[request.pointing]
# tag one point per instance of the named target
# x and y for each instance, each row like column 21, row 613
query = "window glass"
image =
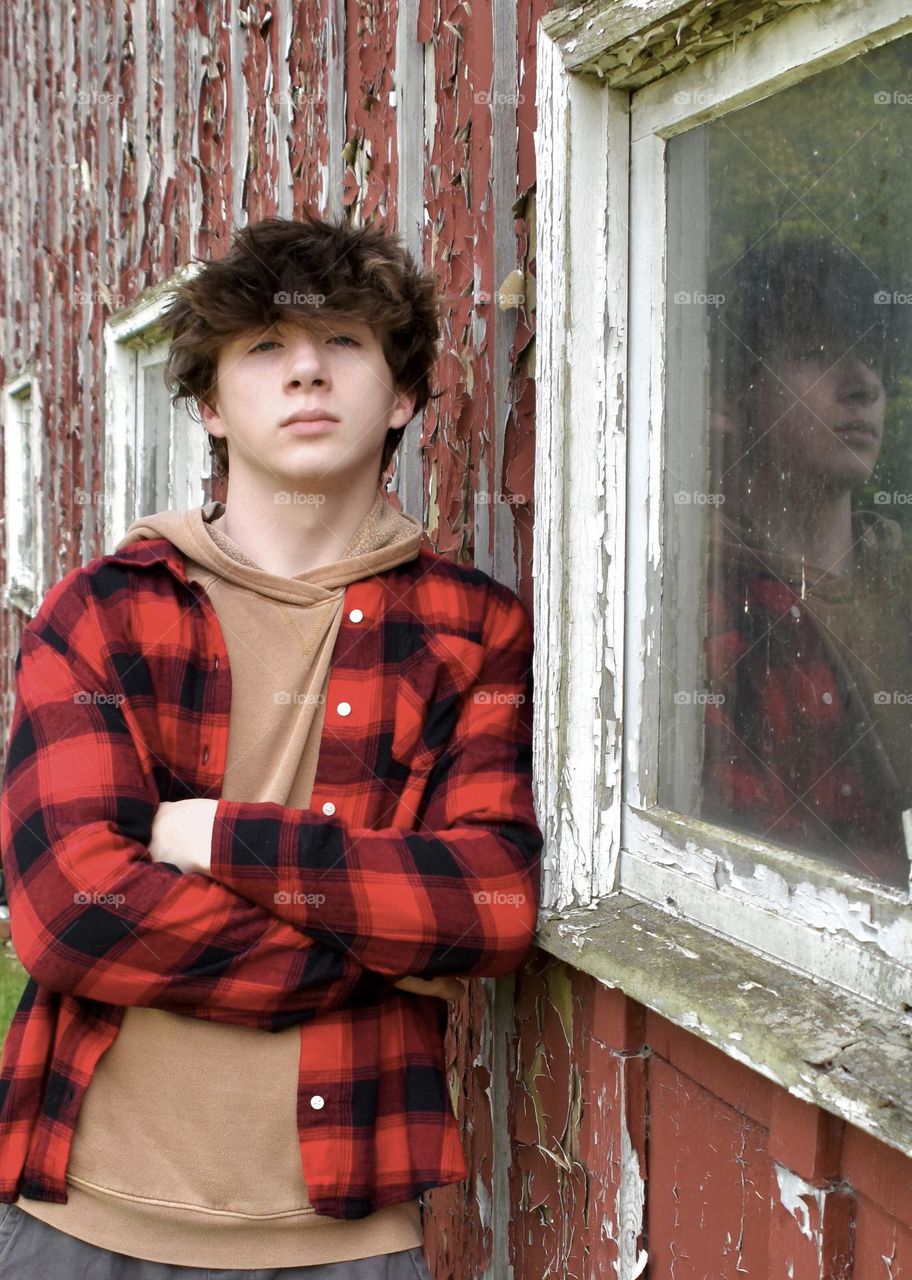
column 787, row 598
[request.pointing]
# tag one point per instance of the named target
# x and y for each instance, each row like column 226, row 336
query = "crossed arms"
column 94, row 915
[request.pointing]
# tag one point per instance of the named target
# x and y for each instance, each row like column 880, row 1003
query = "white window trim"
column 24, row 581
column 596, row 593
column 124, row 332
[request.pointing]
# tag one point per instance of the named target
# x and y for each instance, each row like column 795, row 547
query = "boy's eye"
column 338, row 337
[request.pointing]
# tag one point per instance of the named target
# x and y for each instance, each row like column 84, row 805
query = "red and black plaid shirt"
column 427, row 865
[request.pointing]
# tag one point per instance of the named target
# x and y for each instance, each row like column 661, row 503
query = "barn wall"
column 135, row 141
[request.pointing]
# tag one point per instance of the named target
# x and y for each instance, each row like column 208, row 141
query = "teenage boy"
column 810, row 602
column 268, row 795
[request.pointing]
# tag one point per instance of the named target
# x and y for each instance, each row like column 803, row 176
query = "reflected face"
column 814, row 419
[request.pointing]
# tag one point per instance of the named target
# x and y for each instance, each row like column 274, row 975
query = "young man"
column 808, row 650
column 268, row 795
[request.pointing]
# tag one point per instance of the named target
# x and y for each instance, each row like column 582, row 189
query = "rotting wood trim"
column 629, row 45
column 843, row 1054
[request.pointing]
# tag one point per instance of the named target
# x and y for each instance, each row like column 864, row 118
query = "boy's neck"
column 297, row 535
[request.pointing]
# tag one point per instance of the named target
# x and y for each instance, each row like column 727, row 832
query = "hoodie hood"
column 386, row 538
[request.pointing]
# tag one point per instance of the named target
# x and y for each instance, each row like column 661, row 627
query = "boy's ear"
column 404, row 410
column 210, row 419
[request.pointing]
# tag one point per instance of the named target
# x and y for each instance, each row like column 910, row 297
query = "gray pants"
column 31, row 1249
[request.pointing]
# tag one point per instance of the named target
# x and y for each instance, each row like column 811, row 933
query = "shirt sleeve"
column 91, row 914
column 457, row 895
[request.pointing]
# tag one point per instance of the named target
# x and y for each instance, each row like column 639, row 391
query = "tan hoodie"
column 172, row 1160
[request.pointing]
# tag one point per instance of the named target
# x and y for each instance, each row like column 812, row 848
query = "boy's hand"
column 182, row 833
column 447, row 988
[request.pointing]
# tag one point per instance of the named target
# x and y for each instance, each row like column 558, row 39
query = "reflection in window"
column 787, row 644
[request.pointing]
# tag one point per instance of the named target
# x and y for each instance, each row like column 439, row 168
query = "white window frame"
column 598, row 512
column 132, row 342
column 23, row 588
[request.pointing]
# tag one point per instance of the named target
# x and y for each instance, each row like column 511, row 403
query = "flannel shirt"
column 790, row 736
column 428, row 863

---

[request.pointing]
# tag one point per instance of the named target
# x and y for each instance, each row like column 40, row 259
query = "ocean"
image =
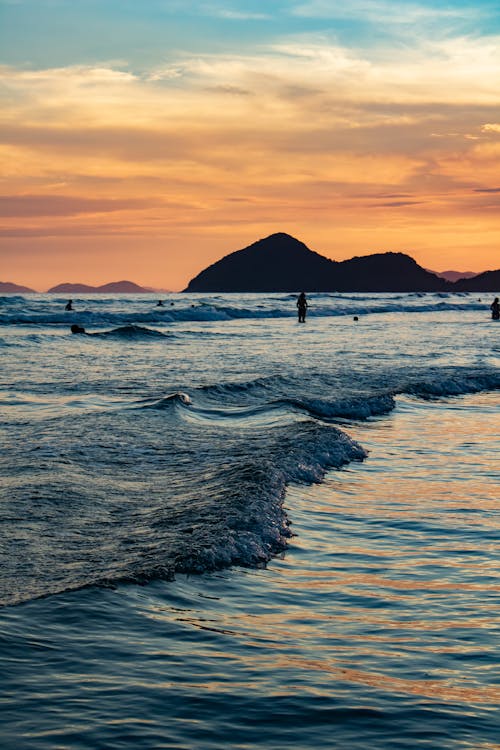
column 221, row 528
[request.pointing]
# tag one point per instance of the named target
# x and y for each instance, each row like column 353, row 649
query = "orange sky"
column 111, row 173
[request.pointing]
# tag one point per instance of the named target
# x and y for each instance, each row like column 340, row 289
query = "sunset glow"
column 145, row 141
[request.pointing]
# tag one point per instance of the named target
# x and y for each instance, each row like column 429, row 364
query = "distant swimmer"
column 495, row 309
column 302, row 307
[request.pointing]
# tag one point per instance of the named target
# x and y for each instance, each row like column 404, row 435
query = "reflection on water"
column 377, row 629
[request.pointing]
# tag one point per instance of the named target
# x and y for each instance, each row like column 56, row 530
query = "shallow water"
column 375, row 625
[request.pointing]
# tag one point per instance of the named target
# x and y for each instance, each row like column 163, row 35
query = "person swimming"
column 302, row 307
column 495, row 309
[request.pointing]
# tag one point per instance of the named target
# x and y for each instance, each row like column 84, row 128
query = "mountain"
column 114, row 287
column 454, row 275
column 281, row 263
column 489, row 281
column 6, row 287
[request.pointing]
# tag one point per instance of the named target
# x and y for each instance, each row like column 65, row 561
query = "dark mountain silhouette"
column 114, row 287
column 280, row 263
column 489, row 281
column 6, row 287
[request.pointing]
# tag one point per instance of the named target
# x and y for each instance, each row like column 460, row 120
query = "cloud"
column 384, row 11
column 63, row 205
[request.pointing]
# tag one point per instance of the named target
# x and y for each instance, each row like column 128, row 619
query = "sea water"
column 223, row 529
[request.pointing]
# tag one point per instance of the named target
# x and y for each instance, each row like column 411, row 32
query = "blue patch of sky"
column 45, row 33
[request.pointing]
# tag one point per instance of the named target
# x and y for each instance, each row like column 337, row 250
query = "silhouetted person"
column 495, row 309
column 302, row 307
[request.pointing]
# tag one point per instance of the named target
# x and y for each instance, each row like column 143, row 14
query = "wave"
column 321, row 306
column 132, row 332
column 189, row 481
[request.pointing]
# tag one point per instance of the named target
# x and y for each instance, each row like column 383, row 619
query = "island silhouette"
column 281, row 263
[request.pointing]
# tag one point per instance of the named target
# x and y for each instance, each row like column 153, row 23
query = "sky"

### Task directions
How many lines above contain the string "window", matching case exactly? Reply with the number alone.

### Written answer
4